Your goal:
From the opening line of the records through the line bearing "positive clicks: (468, 306)", set down every line exactly.

Recorded data:
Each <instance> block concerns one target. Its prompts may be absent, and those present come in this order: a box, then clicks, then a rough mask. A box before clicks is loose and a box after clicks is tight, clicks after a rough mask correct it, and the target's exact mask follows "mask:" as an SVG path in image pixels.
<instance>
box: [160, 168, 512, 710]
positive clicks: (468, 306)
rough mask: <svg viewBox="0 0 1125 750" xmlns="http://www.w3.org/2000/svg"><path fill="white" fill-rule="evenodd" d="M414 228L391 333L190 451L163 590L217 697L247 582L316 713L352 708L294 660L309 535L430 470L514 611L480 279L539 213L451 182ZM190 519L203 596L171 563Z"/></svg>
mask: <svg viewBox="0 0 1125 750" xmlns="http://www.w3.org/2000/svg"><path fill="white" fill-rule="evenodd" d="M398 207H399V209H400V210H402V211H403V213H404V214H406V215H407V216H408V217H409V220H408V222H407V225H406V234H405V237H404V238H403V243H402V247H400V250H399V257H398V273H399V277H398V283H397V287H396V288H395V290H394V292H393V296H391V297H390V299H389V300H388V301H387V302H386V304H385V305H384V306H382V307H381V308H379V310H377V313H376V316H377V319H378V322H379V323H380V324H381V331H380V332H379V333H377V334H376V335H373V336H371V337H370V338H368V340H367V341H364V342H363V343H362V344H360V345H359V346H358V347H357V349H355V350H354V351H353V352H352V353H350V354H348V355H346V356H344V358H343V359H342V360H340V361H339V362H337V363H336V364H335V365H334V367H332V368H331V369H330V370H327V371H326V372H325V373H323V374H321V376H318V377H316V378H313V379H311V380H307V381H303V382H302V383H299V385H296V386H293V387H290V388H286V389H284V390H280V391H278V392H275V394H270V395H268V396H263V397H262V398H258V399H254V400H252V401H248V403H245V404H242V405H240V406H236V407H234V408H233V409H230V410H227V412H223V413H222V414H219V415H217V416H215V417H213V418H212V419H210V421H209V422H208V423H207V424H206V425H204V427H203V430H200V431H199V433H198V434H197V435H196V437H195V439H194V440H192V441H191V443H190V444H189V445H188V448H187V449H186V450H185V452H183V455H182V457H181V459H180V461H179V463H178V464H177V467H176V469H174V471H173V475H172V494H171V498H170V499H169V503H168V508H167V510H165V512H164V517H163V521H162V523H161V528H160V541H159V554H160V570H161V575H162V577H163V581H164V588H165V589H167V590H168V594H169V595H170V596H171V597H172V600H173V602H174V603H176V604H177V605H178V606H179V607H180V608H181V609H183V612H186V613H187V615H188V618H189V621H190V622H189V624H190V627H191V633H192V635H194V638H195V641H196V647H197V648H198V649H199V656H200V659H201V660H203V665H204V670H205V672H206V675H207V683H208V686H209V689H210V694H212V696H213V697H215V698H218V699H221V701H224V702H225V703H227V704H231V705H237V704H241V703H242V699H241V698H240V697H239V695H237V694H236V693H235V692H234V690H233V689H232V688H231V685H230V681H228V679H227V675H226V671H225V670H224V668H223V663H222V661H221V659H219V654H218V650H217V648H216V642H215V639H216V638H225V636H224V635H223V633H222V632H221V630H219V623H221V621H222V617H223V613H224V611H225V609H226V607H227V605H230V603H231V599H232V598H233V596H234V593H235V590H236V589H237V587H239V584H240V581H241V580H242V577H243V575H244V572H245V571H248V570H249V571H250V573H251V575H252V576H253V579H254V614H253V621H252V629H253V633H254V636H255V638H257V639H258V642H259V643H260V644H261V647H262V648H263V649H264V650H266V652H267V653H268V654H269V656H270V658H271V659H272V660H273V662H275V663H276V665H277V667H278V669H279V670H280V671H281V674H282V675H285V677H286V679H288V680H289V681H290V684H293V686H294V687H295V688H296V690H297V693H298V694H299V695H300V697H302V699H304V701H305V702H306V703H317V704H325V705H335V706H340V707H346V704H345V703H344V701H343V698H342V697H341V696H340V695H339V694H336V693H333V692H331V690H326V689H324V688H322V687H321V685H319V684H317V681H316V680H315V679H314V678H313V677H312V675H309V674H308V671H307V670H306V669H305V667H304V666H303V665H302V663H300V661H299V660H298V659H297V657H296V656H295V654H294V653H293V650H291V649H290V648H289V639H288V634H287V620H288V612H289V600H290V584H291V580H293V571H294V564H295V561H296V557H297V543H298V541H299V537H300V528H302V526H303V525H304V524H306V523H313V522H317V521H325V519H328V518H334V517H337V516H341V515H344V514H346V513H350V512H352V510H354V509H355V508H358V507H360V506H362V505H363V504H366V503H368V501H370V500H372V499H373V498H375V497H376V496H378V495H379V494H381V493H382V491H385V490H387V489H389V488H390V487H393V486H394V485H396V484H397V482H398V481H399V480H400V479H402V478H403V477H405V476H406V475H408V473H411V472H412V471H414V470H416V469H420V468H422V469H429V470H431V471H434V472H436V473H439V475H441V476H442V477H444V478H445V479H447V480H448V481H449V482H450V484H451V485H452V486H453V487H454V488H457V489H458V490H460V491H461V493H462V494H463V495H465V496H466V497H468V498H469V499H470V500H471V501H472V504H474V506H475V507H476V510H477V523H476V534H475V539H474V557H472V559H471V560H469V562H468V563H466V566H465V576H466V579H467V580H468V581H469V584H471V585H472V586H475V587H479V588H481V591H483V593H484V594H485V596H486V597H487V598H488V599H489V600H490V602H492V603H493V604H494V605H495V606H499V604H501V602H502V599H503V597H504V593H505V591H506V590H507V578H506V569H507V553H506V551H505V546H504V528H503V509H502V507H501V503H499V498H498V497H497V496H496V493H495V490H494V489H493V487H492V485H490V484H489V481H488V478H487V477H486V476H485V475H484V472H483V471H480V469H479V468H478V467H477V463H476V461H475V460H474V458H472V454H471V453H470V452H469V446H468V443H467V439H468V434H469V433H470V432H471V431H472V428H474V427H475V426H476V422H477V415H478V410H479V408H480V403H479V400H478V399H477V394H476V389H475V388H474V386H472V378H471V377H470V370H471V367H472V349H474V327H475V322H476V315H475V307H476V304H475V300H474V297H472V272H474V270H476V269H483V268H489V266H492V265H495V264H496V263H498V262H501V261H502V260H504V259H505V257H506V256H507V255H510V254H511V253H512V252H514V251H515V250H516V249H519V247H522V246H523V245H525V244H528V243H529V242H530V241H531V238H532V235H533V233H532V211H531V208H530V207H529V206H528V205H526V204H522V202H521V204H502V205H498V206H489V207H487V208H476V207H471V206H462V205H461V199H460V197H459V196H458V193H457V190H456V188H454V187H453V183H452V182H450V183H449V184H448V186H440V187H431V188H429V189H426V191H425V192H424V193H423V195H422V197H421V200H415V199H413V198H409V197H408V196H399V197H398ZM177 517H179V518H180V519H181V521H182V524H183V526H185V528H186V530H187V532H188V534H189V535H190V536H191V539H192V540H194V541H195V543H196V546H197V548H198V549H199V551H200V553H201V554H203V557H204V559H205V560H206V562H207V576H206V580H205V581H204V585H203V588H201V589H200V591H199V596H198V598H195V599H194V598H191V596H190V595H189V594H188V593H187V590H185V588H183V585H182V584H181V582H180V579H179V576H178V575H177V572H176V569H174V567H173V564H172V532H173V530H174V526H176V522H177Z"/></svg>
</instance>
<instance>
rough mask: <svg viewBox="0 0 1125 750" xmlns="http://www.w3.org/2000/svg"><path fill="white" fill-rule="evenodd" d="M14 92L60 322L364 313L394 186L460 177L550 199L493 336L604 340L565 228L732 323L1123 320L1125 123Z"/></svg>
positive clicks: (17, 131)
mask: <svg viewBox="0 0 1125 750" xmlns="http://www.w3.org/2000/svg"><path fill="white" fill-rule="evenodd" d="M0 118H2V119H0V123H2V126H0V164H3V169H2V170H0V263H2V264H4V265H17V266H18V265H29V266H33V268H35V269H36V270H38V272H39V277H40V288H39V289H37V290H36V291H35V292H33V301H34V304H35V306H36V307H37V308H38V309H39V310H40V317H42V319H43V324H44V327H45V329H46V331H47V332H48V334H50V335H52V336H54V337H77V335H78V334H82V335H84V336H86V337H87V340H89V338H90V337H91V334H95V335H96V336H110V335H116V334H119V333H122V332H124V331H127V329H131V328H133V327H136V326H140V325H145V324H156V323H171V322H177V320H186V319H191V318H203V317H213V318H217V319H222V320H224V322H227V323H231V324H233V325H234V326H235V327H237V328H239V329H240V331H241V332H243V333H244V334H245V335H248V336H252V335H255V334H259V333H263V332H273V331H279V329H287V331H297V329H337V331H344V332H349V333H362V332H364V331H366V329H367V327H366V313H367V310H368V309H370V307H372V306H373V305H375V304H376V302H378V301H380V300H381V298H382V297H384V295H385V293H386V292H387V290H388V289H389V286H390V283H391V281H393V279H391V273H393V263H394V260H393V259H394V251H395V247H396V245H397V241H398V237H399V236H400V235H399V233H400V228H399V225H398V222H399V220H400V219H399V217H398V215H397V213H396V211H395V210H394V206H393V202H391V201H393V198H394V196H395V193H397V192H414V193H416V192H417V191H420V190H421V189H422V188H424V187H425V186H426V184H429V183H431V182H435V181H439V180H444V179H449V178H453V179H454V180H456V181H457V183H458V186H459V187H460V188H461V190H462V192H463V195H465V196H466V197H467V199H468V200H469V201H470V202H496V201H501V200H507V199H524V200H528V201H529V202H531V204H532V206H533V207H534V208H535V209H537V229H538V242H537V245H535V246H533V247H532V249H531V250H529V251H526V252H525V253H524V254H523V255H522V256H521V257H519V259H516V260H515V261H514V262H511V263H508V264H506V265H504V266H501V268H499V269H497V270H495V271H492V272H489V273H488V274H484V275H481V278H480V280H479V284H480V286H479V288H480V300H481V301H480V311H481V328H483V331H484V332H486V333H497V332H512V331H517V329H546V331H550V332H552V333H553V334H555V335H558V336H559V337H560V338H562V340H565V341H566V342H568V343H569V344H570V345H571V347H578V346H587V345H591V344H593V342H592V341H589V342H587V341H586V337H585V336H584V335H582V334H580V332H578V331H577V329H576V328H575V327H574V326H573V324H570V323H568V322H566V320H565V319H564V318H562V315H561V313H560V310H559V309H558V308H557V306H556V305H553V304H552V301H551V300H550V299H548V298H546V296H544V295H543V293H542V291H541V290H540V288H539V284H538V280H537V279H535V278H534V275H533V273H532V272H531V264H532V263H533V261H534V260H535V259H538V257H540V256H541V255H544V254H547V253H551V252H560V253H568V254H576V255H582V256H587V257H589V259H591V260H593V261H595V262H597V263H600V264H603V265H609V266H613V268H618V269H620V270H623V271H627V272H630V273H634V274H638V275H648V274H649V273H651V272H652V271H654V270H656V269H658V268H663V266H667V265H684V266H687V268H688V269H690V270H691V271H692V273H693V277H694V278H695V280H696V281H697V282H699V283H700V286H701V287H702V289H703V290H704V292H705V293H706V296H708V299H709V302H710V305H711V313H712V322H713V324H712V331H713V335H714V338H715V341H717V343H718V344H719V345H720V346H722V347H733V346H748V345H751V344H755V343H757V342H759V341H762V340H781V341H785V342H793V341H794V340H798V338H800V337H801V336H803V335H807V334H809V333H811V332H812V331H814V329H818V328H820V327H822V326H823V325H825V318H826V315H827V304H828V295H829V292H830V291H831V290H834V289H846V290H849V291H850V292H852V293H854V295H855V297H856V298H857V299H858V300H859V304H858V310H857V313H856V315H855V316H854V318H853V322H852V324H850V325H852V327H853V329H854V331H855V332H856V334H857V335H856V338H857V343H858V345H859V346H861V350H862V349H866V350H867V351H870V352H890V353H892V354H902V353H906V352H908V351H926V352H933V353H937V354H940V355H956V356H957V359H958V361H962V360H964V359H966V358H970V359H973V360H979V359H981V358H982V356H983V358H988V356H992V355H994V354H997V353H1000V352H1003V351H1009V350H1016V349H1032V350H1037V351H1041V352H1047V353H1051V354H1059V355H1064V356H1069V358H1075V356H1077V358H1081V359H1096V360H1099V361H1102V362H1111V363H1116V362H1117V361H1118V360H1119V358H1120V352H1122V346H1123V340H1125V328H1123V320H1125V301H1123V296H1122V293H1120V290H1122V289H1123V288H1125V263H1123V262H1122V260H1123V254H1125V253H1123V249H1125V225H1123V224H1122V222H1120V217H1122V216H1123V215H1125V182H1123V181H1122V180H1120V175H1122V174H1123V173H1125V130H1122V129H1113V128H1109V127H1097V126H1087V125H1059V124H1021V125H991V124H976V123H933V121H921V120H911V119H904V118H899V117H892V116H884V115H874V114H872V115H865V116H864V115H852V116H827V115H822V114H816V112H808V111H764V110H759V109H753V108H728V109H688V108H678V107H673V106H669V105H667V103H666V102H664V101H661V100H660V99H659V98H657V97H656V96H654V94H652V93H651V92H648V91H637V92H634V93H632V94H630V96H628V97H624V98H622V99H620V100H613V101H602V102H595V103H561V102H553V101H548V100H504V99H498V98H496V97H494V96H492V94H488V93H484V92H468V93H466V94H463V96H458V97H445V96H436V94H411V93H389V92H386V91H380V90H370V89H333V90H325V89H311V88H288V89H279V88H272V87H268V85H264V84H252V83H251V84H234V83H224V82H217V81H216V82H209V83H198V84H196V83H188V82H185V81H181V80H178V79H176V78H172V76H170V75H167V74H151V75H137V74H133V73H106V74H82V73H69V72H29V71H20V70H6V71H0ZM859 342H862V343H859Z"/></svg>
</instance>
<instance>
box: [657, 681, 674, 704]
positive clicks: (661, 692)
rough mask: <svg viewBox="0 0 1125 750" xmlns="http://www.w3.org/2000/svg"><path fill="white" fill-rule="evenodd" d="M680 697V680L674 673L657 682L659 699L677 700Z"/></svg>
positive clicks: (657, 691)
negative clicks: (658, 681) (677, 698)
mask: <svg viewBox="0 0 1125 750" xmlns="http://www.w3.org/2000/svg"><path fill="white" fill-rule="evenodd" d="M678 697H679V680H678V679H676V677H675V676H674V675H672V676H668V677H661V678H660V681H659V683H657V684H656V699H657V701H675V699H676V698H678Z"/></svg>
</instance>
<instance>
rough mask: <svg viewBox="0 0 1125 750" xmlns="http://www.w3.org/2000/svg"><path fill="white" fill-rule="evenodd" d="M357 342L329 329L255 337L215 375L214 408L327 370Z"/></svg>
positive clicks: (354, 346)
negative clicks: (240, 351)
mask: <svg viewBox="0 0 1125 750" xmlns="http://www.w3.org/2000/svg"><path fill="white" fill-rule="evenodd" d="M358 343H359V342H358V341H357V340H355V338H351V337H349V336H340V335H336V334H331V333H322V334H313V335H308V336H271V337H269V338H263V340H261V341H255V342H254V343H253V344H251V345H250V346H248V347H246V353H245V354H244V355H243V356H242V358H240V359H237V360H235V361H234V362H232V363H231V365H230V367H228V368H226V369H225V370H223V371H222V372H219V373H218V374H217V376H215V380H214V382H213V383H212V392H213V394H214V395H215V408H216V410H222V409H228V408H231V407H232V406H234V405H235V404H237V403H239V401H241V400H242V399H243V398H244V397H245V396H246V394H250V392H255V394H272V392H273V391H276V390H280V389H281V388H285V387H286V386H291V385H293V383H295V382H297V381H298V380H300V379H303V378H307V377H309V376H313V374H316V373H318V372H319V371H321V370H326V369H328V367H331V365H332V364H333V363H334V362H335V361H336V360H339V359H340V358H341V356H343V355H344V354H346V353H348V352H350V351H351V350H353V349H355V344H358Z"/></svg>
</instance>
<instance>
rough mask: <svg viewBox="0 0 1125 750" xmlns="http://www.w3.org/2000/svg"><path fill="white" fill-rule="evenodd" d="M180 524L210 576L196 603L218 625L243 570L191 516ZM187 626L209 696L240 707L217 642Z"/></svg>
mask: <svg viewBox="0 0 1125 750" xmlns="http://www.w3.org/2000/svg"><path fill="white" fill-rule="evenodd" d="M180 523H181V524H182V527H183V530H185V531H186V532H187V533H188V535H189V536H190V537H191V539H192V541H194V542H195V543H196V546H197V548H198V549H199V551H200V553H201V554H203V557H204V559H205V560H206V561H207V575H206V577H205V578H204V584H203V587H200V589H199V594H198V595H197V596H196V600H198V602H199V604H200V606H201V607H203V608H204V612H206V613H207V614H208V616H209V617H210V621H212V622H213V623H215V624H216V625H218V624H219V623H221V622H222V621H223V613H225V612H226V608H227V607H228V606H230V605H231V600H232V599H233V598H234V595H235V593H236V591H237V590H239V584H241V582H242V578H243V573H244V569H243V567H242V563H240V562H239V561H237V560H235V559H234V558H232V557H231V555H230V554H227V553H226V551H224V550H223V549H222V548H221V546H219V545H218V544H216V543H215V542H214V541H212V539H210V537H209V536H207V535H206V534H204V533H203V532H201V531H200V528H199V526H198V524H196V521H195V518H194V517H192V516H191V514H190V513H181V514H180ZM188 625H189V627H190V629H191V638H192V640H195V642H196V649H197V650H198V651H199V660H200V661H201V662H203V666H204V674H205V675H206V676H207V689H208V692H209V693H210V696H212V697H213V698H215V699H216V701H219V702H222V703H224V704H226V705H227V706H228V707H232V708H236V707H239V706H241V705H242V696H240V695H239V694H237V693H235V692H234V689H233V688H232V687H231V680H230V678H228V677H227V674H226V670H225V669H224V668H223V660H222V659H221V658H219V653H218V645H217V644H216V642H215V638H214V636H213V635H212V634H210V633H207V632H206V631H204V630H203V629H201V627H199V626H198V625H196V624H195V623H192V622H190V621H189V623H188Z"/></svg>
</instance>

Expected answer:
Each <instance> block concerns one target. Its prompts may be absent, and those present come in this order: a box, then clicks, then a rough mask. A box before clicks is loose and a box after clicks is tight, clicks after a rough mask correct it, and the target's exact mask follows "mask:" as an SVG path in image pixels.
<instance>
box: [160, 168, 512, 710]
positive clicks: (468, 306)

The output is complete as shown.